SUPPLIED RECORDS:
## START
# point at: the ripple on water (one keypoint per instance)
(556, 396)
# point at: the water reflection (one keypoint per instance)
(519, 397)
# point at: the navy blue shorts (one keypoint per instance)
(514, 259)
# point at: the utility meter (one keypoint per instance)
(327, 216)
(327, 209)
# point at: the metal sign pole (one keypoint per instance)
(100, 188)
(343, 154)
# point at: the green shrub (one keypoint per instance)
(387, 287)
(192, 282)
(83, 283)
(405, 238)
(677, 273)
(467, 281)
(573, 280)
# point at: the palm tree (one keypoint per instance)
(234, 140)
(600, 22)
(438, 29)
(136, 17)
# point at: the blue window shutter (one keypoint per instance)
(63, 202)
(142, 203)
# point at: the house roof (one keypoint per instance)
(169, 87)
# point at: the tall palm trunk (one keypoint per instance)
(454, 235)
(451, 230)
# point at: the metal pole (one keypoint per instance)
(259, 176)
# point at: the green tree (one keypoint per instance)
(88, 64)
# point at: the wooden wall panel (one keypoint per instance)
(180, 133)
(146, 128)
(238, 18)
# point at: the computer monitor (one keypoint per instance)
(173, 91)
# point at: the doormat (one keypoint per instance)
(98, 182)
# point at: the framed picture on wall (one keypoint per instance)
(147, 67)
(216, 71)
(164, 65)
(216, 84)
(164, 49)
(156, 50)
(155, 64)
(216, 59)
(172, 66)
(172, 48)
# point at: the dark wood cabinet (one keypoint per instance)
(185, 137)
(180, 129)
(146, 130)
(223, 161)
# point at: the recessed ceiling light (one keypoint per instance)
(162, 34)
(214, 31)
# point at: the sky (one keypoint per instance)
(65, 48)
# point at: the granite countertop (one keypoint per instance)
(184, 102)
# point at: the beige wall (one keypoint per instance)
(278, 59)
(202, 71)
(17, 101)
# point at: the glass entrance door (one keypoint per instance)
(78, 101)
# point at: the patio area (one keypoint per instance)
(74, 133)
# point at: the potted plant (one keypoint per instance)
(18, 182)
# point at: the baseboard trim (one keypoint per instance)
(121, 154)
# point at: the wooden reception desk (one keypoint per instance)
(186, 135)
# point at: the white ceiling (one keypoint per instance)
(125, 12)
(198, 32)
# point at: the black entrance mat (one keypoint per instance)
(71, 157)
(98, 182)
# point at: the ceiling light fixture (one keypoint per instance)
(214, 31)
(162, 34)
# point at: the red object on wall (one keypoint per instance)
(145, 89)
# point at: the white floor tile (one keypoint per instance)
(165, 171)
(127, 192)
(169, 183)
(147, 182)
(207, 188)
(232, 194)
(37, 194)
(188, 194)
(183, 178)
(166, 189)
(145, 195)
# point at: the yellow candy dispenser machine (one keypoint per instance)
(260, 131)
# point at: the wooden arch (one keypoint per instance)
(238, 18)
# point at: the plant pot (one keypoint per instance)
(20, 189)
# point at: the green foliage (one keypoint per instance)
## END
## START
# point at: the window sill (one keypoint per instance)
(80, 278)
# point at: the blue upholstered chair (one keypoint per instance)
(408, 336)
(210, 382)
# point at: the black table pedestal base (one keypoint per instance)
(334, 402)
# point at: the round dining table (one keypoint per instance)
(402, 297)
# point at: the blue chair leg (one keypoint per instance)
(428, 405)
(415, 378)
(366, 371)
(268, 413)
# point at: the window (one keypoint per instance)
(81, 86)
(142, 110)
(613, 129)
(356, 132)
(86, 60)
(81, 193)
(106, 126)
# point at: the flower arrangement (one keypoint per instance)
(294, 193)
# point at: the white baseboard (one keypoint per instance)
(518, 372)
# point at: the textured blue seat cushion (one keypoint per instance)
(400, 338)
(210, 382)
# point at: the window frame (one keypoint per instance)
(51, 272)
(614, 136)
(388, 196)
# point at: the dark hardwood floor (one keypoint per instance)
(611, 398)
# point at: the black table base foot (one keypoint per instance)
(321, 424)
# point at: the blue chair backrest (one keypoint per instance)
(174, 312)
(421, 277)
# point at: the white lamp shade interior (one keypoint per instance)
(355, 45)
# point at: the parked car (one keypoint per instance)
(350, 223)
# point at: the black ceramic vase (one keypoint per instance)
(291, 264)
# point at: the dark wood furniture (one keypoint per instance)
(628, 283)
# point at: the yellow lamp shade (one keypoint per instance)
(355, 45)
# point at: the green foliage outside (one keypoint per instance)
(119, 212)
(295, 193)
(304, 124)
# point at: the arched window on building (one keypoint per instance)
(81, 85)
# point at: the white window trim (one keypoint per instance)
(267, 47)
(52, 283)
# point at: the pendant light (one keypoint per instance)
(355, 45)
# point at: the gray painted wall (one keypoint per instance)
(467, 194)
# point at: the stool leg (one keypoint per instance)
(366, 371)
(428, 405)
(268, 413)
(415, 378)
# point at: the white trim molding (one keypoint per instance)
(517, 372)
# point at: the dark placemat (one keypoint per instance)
## END
Pick out every row above that contains the word "entrance" and copy each one in full, treating uppercase and lowercase letters as different.

TASK SOLUTION:
# point at: the glass entrance door (one keypoint per instance)
# point at: the black entrance mat (one keypoint per instance)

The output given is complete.